— Required task —
Copy the entries from the beginning through the line that contains "point(424, 70)", requests included. In the answers only, multiply each coordinate by 1.55 and round to a whole number, rounding halves up; the numbers in the requests and their sample points stay as they are.

— Extracted material —
____

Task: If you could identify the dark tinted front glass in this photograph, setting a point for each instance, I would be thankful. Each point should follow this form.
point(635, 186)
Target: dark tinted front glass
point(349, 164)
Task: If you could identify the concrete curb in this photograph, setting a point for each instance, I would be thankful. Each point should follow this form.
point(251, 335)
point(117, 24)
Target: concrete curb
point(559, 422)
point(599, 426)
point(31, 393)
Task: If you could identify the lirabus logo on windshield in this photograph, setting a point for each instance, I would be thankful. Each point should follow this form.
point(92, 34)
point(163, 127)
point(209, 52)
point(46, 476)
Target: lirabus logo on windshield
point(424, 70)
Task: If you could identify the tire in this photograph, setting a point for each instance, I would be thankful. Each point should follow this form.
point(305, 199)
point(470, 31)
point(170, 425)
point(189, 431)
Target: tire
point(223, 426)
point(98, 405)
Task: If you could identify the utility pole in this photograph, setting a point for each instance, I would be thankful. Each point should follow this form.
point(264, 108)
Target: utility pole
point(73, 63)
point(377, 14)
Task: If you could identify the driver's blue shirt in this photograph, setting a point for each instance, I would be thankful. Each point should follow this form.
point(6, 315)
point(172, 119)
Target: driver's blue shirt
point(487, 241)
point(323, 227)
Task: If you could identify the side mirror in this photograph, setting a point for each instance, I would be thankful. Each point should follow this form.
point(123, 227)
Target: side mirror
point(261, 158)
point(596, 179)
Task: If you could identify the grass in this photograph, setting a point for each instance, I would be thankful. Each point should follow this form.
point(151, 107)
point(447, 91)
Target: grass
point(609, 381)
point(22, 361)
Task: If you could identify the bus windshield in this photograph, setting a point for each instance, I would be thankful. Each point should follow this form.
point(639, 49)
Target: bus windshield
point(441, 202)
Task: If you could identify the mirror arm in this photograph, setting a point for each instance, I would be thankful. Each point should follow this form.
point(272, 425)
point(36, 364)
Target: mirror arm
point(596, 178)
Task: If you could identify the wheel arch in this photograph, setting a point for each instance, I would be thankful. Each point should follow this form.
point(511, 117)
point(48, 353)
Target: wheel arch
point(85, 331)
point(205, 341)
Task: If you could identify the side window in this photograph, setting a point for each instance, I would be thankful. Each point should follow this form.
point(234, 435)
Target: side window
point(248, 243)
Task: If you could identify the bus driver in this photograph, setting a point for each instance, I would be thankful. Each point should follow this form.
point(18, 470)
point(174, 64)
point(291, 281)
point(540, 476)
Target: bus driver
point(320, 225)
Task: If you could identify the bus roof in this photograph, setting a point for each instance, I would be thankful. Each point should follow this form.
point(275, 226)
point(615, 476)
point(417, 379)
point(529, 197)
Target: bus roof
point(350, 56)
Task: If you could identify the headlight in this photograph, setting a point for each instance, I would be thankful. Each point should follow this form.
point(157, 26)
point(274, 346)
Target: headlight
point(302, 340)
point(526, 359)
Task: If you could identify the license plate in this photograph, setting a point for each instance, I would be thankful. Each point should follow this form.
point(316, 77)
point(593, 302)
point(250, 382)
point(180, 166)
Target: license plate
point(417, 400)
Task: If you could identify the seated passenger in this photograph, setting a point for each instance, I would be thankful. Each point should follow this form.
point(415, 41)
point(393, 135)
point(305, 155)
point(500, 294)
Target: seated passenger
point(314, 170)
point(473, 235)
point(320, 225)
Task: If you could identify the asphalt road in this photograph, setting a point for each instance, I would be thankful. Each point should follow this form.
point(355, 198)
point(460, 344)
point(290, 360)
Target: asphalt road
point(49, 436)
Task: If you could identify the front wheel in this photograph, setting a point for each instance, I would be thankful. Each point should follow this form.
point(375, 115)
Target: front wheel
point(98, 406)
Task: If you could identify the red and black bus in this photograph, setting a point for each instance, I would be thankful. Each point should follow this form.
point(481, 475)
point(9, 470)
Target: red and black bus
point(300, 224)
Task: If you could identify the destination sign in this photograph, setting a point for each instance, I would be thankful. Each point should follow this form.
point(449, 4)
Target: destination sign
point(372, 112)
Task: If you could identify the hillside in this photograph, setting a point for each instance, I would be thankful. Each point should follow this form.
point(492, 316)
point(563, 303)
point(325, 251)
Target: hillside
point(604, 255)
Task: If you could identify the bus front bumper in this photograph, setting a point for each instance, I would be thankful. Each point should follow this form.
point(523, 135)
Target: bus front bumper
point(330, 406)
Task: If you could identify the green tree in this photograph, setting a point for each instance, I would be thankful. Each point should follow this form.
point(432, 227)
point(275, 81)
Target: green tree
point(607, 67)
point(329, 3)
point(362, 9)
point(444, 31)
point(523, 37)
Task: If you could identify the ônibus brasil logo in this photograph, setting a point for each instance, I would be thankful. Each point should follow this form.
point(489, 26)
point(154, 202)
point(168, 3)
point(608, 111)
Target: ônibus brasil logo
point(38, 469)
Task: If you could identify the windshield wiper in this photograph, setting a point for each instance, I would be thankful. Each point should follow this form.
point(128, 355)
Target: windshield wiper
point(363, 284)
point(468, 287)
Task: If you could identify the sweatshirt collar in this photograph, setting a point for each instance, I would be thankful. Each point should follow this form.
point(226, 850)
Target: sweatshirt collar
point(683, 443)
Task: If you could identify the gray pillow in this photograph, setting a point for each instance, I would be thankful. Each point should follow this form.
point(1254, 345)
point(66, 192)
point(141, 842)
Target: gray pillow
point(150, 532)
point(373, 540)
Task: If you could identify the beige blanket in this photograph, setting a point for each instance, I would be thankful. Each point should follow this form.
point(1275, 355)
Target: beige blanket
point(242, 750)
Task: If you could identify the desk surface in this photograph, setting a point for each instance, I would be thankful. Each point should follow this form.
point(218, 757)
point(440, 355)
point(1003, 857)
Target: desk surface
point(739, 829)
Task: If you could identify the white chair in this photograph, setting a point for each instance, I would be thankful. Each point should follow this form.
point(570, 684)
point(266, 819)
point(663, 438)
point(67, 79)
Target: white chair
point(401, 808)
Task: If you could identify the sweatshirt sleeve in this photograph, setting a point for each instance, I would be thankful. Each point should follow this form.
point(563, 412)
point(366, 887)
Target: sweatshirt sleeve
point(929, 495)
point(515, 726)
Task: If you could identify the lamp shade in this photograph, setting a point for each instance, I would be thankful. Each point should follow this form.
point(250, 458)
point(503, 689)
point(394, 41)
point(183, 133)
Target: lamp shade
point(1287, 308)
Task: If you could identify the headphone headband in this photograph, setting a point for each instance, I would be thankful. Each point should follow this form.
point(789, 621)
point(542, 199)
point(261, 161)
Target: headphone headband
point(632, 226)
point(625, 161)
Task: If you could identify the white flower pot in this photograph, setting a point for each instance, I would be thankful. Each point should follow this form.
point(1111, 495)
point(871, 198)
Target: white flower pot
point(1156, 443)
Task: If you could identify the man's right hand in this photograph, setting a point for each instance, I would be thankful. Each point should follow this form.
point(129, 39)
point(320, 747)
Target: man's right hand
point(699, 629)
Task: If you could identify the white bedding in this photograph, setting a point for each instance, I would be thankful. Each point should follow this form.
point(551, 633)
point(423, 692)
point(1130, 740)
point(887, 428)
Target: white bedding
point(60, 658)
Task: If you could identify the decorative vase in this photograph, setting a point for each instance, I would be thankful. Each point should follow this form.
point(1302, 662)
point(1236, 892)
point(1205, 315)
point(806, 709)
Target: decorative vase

____

— Reply —
Task: If you could identify the dark tinted front glass in this photograph, setting a point for each instance, I would be thankful. Each point should follow this form.
point(635, 186)
Target: dark tinted front glass
point(541, 254)
Task: If you could identify the concrete curb in this photograph, setting a point for each instance, I would be thankful. Each point should follow this form.
point(251, 335)
point(117, 24)
Target: concrete curb
point(866, 654)
point(928, 660)
point(48, 609)
Task: If you could identify the lirabus logo on windshield in this photograph, setting a point for each instance, I would be thankful. Each point should follow this form.
point(92, 34)
point(163, 127)
point(209, 52)
point(46, 476)
Target: lirabus logo on windshield
point(657, 109)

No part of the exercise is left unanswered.